══ INPUT RECORDS ══

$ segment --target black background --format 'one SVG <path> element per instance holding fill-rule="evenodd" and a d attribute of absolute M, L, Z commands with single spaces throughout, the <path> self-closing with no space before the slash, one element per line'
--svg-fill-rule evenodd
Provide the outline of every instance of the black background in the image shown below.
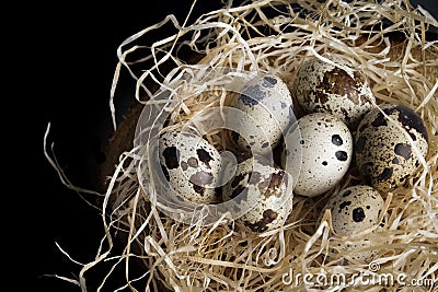
<path fill-rule="evenodd" d="M 198 2 L 195 15 L 220 5 L 219 1 Z M 13 131 L 7 130 L 3 139 L 11 143 L 3 142 L 8 162 L 3 167 L 11 175 L 5 179 L 10 190 L 3 194 L 10 201 L 4 208 L 12 211 L 4 217 L 8 234 L 3 246 L 12 258 L 5 268 L 16 279 L 13 284 L 18 291 L 79 291 L 73 284 L 44 276 L 73 277 L 79 271 L 55 243 L 78 261 L 88 262 L 103 236 L 99 212 L 60 183 L 44 156 L 48 122 L 48 142 L 54 143 L 60 166 L 74 185 L 87 188 L 91 184 L 87 171 L 90 161 L 103 159 L 100 149 L 112 132 L 108 97 L 117 46 L 166 14 L 173 13 L 182 22 L 191 1 L 89 3 L 48 5 L 38 1 L 35 7 L 18 7 L 14 12 L 26 25 L 14 30 L 4 44 L 19 52 L 3 55 L 5 62 L 12 62 L 9 75 L 13 82 L 7 85 L 12 87 L 8 95 L 14 101 L 14 105 L 3 107 L 4 125 L 16 125 L 7 127 Z M 423 7 L 438 14 L 433 0 Z M 122 86 L 118 98 L 131 96 L 132 86 Z M 89 291 L 95 291 L 95 283 L 90 280 L 89 284 Z"/>

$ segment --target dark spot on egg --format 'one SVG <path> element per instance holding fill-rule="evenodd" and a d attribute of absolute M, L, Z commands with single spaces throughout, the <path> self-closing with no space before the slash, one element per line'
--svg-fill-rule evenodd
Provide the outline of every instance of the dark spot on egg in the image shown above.
<path fill-rule="evenodd" d="M 216 194 L 216 197 L 222 198 L 222 195 L 223 195 L 223 187 L 222 187 L 222 186 L 216 187 L 216 188 L 215 188 L 215 194 Z"/>
<path fill-rule="evenodd" d="M 197 172 L 191 176 L 191 183 L 198 185 L 198 186 L 205 186 L 208 184 L 212 183 L 212 175 L 207 172 Z"/>
<path fill-rule="evenodd" d="M 364 180 L 367 183 L 367 185 L 371 184 L 371 173 L 372 173 L 372 166 L 374 164 L 372 162 L 367 162 L 360 165 L 360 174 L 364 177 Z"/>
<path fill-rule="evenodd" d="M 342 150 L 336 151 L 336 152 L 335 152 L 335 156 L 336 156 L 336 159 L 337 159 L 338 161 L 346 161 L 346 160 L 348 159 L 347 152 L 342 151 Z"/>
<path fill-rule="evenodd" d="M 341 213 L 344 210 L 344 208 L 346 208 L 350 205 L 351 205 L 351 201 L 343 201 L 342 203 L 339 203 L 339 210 L 337 212 Z"/>
<path fill-rule="evenodd" d="M 205 187 L 193 184 L 193 189 L 195 190 L 196 194 L 204 196 Z"/>
<path fill-rule="evenodd" d="M 230 195 L 230 199 L 235 199 L 238 198 L 237 202 L 240 203 L 243 199 L 246 198 L 247 195 L 247 187 L 244 187 L 242 185 L 239 185 L 237 188 L 233 189 L 233 191 Z"/>
<path fill-rule="evenodd" d="M 237 131 L 231 131 L 231 139 L 237 143 L 239 141 L 240 135 Z"/>
<path fill-rule="evenodd" d="M 382 126 L 388 126 L 387 118 L 383 116 L 382 113 L 378 113 L 374 120 L 371 122 L 373 127 L 382 127 Z"/>
<path fill-rule="evenodd" d="M 234 153 L 234 155 L 235 155 L 235 159 L 238 160 L 238 163 L 242 163 L 252 157 L 251 152 L 238 152 L 238 153 Z"/>
<path fill-rule="evenodd" d="M 347 189 L 344 191 L 344 194 L 342 196 L 343 196 L 343 198 L 345 198 L 345 197 L 348 197 L 349 195 L 351 195 L 351 190 Z"/>
<path fill-rule="evenodd" d="M 367 138 L 365 138 L 364 136 L 359 136 L 359 138 L 356 141 L 356 152 L 357 153 L 364 152 L 366 142 L 367 142 Z"/>
<path fill-rule="evenodd" d="M 182 168 L 183 171 L 187 171 L 188 164 L 187 164 L 185 161 L 182 161 L 182 162 L 181 162 L 181 168 Z"/>
<path fill-rule="evenodd" d="M 164 175 L 165 179 L 166 179 L 168 182 L 171 180 L 171 177 L 170 177 L 170 175 L 169 175 L 168 168 L 166 168 L 164 165 L 162 165 L 162 164 L 161 164 L 161 171 L 163 172 L 163 175 Z"/>
<path fill-rule="evenodd" d="M 201 161 L 204 164 L 206 164 L 208 168 L 211 168 L 209 163 L 214 159 L 210 156 L 210 154 L 205 149 L 201 149 L 201 148 L 197 149 L 196 154 L 198 154 L 199 161 Z"/>
<path fill-rule="evenodd" d="M 396 105 L 395 108 L 399 110 L 399 121 L 408 129 L 415 129 L 426 141 L 428 141 L 427 129 L 422 117 L 415 113 L 414 109 L 407 106 Z"/>
<path fill-rule="evenodd" d="M 240 100 L 244 105 L 255 106 L 266 97 L 266 92 L 262 91 L 260 85 L 251 85 L 243 90 Z"/>
<path fill-rule="evenodd" d="M 353 220 L 355 222 L 362 222 L 365 220 L 365 212 L 364 209 L 361 207 L 355 208 L 353 210 Z"/>
<path fill-rule="evenodd" d="M 265 87 L 274 87 L 277 84 L 277 79 L 273 77 L 264 77 L 263 78 L 263 86 Z"/>
<path fill-rule="evenodd" d="M 235 188 L 237 186 L 239 186 L 243 178 L 245 178 L 245 174 L 239 174 L 234 176 L 234 178 L 231 180 L 231 187 Z"/>
<path fill-rule="evenodd" d="M 251 185 L 258 184 L 260 180 L 261 180 L 261 178 L 262 178 L 262 174 L 261 174 L 260 172 L 252 172 L 252 173 L 250 174 L 249 183 L 250 183 Z"/>
<path fill-rule="evenodd" d="M 406 143 L 397 143 L 394 147 L 394 153 L 404 157 L 405 160 L 411 159 L 412 149 L 410 144 Z"/>
<path fill-rule="evenodd" d="M 194 168 L 197 168 L 199 166 L 198 160 L 196 157 L 189 157 L 187 160 L 187 164 L 188 164 L 188 166 L 194 167 Z"/>
<path fill-rule="evenodd" d="M 380 217 L 380 210 L 379 210 L 379 217 Z M 382 222 L 380 222 L 380 227 L 384 227 L 384 225 L 387 224 L 387 219 L 383 217 L 382 218 Z"/>
<path fill-rule="evenodd" d="M 384 167 L 384 170 L 376 177 L 376 180 L 378 183 L 388 180 L 391 178 L 393 172 L 394 170 L 392 167 Z"/>
<path fill-rule="evenodd" d="M 180 151 L 176 147 L 166 147 L 163 151 L 163 157 L 168 170 L 175 170 L 178 165 Z"/>
<path fill-rule="evenodd" d="M 335 145 L 342 145 L 344 141 L 342 140 L 339 135 L 335 133 L 332 136 L 332 143 Z"/>
<path fill-rule="evenodd" d="M 270 182 L 269 182 L 269 185 L 266 190 L 266 191 L 270 191 L 269 196 L 276 195 L 278 192 L 278 189 L 281 186 L 283 179 L 284 179 L 284 172 L 272 174 Z M 266 194 L 265 194 L 265 197 L 269 197 L 269 196 L 266 196 Z"/>

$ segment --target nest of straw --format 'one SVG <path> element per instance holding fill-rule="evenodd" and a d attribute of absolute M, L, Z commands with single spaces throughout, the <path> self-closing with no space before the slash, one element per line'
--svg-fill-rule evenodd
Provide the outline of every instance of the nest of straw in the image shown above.
<path fill-rule="evenodd" d="M 152 46 L 141 45 L 150 32 L 164 26 L 173 26 L 175 33 Z M 253 234 L 229 218 L 203 226 L 163 214 L 150 200 L 153 189 L 139 183 L 137 152 L 129 149 L 131 140 L 124 140 L 118 143 L 129 148 L 117 154 L 100 206 L 105 237 L 95 260 L 83 267 L 80 284 L 84 287 L 90 269 L 110 261 L 114 267 L 125 267 L 125 288 L 132 291 L 378 291 L 384 288 L 373 277 L 379 273 L 392 279 L 403 276 L 404 283 L 423 279 L 427 289 L 436 289 L 437 283 L 428 280 L 435 279 L 438 270 L 438 44 L 427 38 L 430 26 L 438 23 L 427 11 L 414 10 L 401 0 L 265 0 L 237 7 L 226 3 L 191 24 L 181 24 L 170 15 L 127 38 L 118 50 L 113 97 L 120 70 L 128 69 L 137 81 L 140 106 L 154 103 L 160 90 L 172 92 L 178 107 L 171 114 L 171 126 L 183 125 L 199 110 L 224 101 L 222 92 L 206 94 L 205 84 L 192 84 L 183 75 L 224 67 L 269 72 L 292 84 L 304 59 L 331 52 L 366 73 L 378 104 L 414 108 L 428 129 L 429 150 L 407 186 L 382 194 L 384 232 L 356 236 L 357 241 L 372 242 L 364 247 L 377 253 L 372 264 L 379 269 L 371 269 L 369 264 L 350 259 L 351 254 L 362 252 L 360 248 L 336 253 L 339 243 L 345 245 L 350 238 L 331 232 L 330 213 L 318 221 L 331 195 L 360 182 L 354 166 L 325 195 L 296 196 L 293 210 L 281 229 Z M 193 57 L 192 61 L 182 57 L 184 52 Z M 153 65 L 145 68 L 147 61 Z M 130 117 L 131 126 L 138 114 Z M 296 114 L 302 115 L 299 109 Z M 119 125 L 114 121 L 114 126 L 117 132 Z M 212 132 L 209 140 L 220 147 L 223 137 Z M 125 245 L 120 254 L 112 249 L 116 237 Z M 351 279 L 364 271 L 369 280 L 366 283 Z M 303 278 L 295 281 L 298 273 L 325 275 L 328 279 L 343 275 L 346 279 L 335 284 L 309 283 Z M 101 288 L 108 277 L 111 271 Z M 387 289 L 413 288 L 394 281 L 387 283 Z"/>

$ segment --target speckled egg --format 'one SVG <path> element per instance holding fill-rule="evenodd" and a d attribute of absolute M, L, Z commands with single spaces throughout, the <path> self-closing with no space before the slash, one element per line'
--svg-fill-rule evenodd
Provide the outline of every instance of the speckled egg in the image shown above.
<path fill-rule="evenodd" d="M 355 136 L 357 166 L 365 182 L 380 191 L 407 184 L 427 154 L 428 136 L 420 116 L 404 105 L 385 104 L 360 121 Z M 412 142 L 410 139 L 412 139 Z"/>
<path fill-rule="evenodd" d="M 351 236 L 351 241 L 338 244 L 337 248 L 341 252 L 372 246 L 372 243 L 367 238 L 354 238 L 354 235 L 376 225 L 378 226 L 372 232 L 384 226 L 384 217 L 379 222 L 383 205 L 383 198 L 379 191 L 366 185 L 345 188 L 328 199 L 324 210 L 331 210 L 333 231 L 338 236 Z M 368 249 L 351 253 L 350 257 L 354 260 L 369 261 L 374 255 L 374 250 Z"/>
<path fill-rule="evenodd" d="M 323 55 L 338 66 L 316 57 L 306 60 L 297 72 L 292 94 L 304 112 L 326 112 L 350 129 L 371 109 L 376 101 L 366 75 L 347 61 Z"/>
<path fill-rule="evenodd" d="M 170 130 L 160 137 L 159 151 L 164 177 L 177 196 L 195 203 L 218 201 L 221 156 L 207 140 Z"/>
<path fill-rule="evenodd" d="M 285 171 L 263 156 L 249 157 L 239 162 L 234 177 L 223 186 L 223 200 L 233 199 L 242 208 L 251 207 L 237 219 L 249 231 L 274 230 L 283 226 L 292 210 L 293 196 L 288 182 Z"/>
<path fill-rule="evenodd" d="M 230 132 L 230 140 L 239 151 L 251 149 L 258 154 L 270 151 L 293 117 L 292 97 L 287 84 L 272 74 L 251 80 L 230 106 L 252 117 L 242 119 Z"/>
<path fill-rule="evenodd" d="M 298 119 L 301 138 L 283 152 L 290 168 L 300 167 L 296 195 L 314 197 L 334 187 L 347 173 L 353 156 L 348 127 L 328 113 L 312 113 Z M 297 155 L 301 150 L 301 155 Z"/>

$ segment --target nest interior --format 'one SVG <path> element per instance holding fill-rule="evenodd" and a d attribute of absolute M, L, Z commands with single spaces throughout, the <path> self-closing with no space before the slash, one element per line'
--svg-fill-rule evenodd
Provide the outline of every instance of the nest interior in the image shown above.
<path fill-rule="evenodd" d="M 174 26 L 175 34 L 151 46 L 141 46 L 151 31 Z M 126 284 L 132 291 L 299 291 L 324 290 L 330 283 L 286 281 L 285 275 L 344 275 L 341 287 L 348 291 L 376 291 L 383 284 L 360 284 L 354 275 L 391 275 L 431 279 L 438 270 L 438 46 L 429 26 L 438 26 L 427 11 L 413 9 L 407 1 L 249 1 L 226 3 L 223 9 L 201 15 L 191 24 L 172 16 L 127 38 L 120 45 L 122 70 L 137 82 L 136 104 L 115 125 L 106 148 L 107 160 L 99 165 L 96 180 L 104 194 L 99 200 L 105 237 L 96 260 L 84 266 L 79 283 L 84 287 L 89 270 L 111 261 L 126 269 Z M 296 196 L 293 210 L 283 229 L 263 234 L 241 230 L 223 219 L 205 227 L 187 225 L 163 214 L 150 201 L 150 189 L 140 186 L 132 140 L 143 106 L 155 101 L 160 89 L 172 89 L 180 106 L 173 125 L 184 124 L 200 108 L 220 105 L 218 95 L 198 94 L 182 72 L 227 67 L 252 72 L 270 72 L 291 84 L 302 61 L 331 52 L 347 59 L 367 75 L 377 103 L 397 103 L 415 109 L 429 133 L 425 164 L 408 185 L 385 200 L 387 224 L 379 233 L 364 233 L 356 241 L 368 247 L 338 252 L 346 236 L 331 232 L 330 217 L 318 218 L 325 201 L 341 189 L 361 183 L 351 170 L 333 189 L 315 198 Z M 145 68 L 146 60 L 153 66 Z M 195 97 L 194 97 L 195 96 Z M 302 116 L 297 109 L 297 116 Z M 220 137 L 212 136 L 211 139 Z M 318 223 L 316 223 L 318 222 Z M 125 248 L 113 250 L 113 241 Z M 376 252 L 369 262 L 351 260 L 365 249 Z M 111 271 L 107 277 L 112 277 Z M 106 279 L 106 278 L 105 278 Z M 105 285 L 105 279 L 102 287 Z M 332 283 L 333 284 L 333 283 Z M 436 282 L 428 282 L 429 289 Z M 196 290 L 198 289 L 198 290 Z M 391 290 L 411 291 L 393 282 Z"/>

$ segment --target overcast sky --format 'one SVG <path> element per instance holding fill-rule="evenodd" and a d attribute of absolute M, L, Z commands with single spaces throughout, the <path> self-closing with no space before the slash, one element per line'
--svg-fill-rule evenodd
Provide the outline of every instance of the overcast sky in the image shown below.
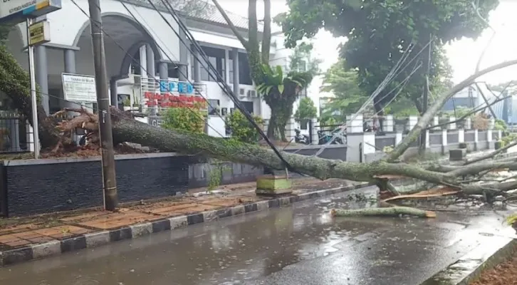
<path fill-rule="evenodd" d="M 219 0 L 219 3 L 228 11 L 244 16 L 247 15 L 248 1 L 246 0 Z M 261 1 L 258 3 L 257 13 L 258 19 L 261 19 L 263 16 L 263 4 Z M 275 14 L 287 11 L 285 0 L 272 0 L 271 6 Z M 491 14 L 489 22 L 497 33 L 481 63 L 481 68 L 517 58 L 517 0 L 501 0 L 499 6 Z M 486 30 L 476 41 L 462 39 L 447 46 L 447 54 L 454 69 L 454 82 L 461 81 L 472 74 L 479 54 L 491 36 L 491 31 Z M 338 45 L 343 40 L 334 38 L 325 31 L 318 33 L 314 51 L 316 56 L 323 60 L 322 69 L 326 70 L 337 61 Z M 517 67 L 493 72 L 481 78 L 492 83 L 512 79 L 517 79 Z"/>

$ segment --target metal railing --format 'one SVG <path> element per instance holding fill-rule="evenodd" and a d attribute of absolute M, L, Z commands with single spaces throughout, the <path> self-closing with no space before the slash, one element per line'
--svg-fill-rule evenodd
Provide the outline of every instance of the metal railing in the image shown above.
<path fill-rule="evenodd" d="M 33 151 L 32 130 L 23 115 L 0 111 L 0 153 Z"/>

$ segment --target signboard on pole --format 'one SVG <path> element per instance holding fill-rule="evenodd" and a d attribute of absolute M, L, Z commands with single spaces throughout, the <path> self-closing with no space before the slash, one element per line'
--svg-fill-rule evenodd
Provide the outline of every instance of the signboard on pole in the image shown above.
<path fill-rule="evenodd" d="M 0 23 L 18 24 L 61 9 L 61 0 L 2 0 Z"/>
<path fill-rule="evenodd" d="M 28 45 L 38 46 L 51 41 L 51 28 L 46 20 L 28 26 Z"/>
<path fill-rule="evenodd" d="M 97 102 L 95 76 L 63 73 L 62 78 L 65 100 L 80 103 Z"/>

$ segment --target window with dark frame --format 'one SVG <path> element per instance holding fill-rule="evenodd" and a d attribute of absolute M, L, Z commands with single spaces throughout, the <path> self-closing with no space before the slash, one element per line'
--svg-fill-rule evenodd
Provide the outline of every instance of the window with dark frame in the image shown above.
<path fill-rule="evenodd" d="M 208 115 L 217 115 L 219 113 L 219 100 L 208 99 Z"/>

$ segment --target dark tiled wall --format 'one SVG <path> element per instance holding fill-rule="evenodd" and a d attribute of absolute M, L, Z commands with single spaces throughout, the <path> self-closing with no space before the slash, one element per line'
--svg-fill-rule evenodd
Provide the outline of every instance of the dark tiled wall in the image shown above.
<path fill-rule="evenodd" d="M 189 159 L 116 160 L 120 202 L 173 195 L 189 185 Z M 103 205 L 100 161 L 4 166 L 9 216 Z"/>

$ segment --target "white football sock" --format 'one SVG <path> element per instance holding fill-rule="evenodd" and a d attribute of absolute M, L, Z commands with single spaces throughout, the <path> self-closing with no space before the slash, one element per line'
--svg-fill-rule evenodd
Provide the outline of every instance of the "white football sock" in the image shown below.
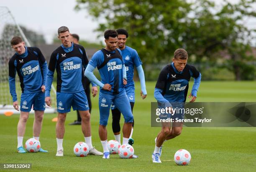
<path fill-rule="evenodd" d="M 39 137 L 34 137 L 33 136 L 33 138 L 37 140 L 39 140 Z"/>
<path fill-rule="evenodd" d="M 120 144 L 121 144 L 121 134 L 117 135 L 114 135 L 115 140 L 118 142 Z"/>
<path fill-rule="evenodd" d="M 156 146 L 155 147 L 155 150 L 154 150 L 154 154 L 160 154 L 160 147 L 158 147 Z"/>
<path fill-rule="evenodd" d="M 23 137 L 18 137 L 18 145 L 17 147 L 17 148 L 18 148 L 21 146 L 23 146 L 22 142 L 23 142 Z"/>
<path fill-rule="evenodd" d="M 103 148 L 103 152 L 109 152 L 109 150 L 108 148 L 108 140 L 100 140 L 102 147 Z"/>
<path fill-rule="evenodd" d="M 84 137 L 85 143 L 89 147 L 89 149 L 90 150 L 92 148 L 92 136 Z"/>
<path fill-rule="evenodd" d="M 132 130 L 131 132 L 131 135 L 130 135 L 130 137 L 129 137 L 129 139 L 131 139 L 133 136 L 133 127 L 132 127 Z"/>
<path fill-rule="evenodd" d="M 57 151 L 60 150 L 63 150 L 63 147 L 62 147 L 62 143 L 63 143 L 63 139 L 56 138 L 57 140 Z"/>
<path fill-rule="evenodd" d="M 128 144 L 129 141 L 129 138 L 123 137 L 123 145 Z"/>

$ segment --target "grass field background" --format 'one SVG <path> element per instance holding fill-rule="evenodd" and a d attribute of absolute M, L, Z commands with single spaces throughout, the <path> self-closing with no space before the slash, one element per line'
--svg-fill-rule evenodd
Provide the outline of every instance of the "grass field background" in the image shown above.
<path fill-rule="evenodd" d="M 139 96 L 139 82 L 136 84 L 136 102 L 133 110 L 135 125 L 133 137 L 135 154 L 138 158 L 123 160 L 118 155 L 111 155 L 109 160 L 91 155 L 83 158 L 76 157 L 73 152 L 74 146 L 79 141 L 84 142 L 84 139 L 80 126 L 68 125 L 76 118 L 76 112 L 72 111 L 67 115 L 66 122 L 63 157 L 55 156 L 56 123 L 52 122 L 51 119 L 56 114 L 45 115 L 40 136 L 42 147 L 49 152 L 23 154 L 16 152 L 19 115 L 0 115 L 0 163 L 32 163 L 32 170 L 38 171 L 256 171 L 255 127 L 185 127 L 179 136 L 164 143 L 161 159 L 162 161 L 173 160 L 177 150 L 185 149 L 191 155 L 190 164 L 179 166 L 173 161 L 153 164 L 151 155 L 154 148 L 154 139 L 160 130 L 151 127 L 150 102 L 155 102 L 155 82 L 146 83 L 148 95 L 144 100 Z M 192 85 L 191 82 L 189 90 Z M 255 102 L 256 85 L 256 82 L 202 82 L 197 101 Z M 102 151 L 98 133 L 98 97 L 92 100 L 92 144 Z M 110 114 L 108 126 L 108 140 L 114 139 L 111 117 Z M 31 114 L 27 122 L 23 144 L 33 136 L 33 120 Z M 123 120 L 121 121 L 123 123 Z"/>

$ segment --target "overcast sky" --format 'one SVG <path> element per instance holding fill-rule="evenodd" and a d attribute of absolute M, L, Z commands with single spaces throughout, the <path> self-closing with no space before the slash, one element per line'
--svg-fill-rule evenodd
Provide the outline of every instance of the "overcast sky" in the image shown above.
<path fill-rule="evenodd" d="M 215 1 L 219 3 L 223 0 Z M 104 39 L 97 38 L 97 33 L 93 31 L 97 22 L 93 21 L 84 10 L 75 11 L 76 4 L 75 0 L 0 0 L 0 6 L 8 7 L 19 24 L 41 32 L 48 43 L 52 42 L 58 28 L 62 25 L 68 27 L 71 33 L 78 34 L 82 39 L 102 41 Z M 256 29 L 255 20 L 248 20 L 245 24 Z"/>

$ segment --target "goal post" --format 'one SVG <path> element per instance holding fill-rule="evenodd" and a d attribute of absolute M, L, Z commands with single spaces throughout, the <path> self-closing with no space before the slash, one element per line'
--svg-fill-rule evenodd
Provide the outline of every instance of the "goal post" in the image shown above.
<path fill-rule="evenodd" d="M 11 39 L 15 36 L 21 37 L 26 46 L 31 46 L 8 7 L 0 6 L 0 114 L 4 114 L 8 110 L 14 113 L 20 113 L 19 111 L 15 110 L 13 107 L 13 99 L 9 88 L 8 62 L 15 53 L 10 42 Z M 18 75 L 16 75 L 15 81 L 16 92 L 19 103 L 21 90 Z M 52 85 L 51 88 L 52 105 L 53 107 L 56 107 L 56 91 Z M 55 112 L 54 108 L 47 107 L 46 109 L 46 113 Z"/>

═══

__GIVEN TASK__
How many lines of the data above contain the string "pole"? Reply with the number alone.

__SOLUTION__
2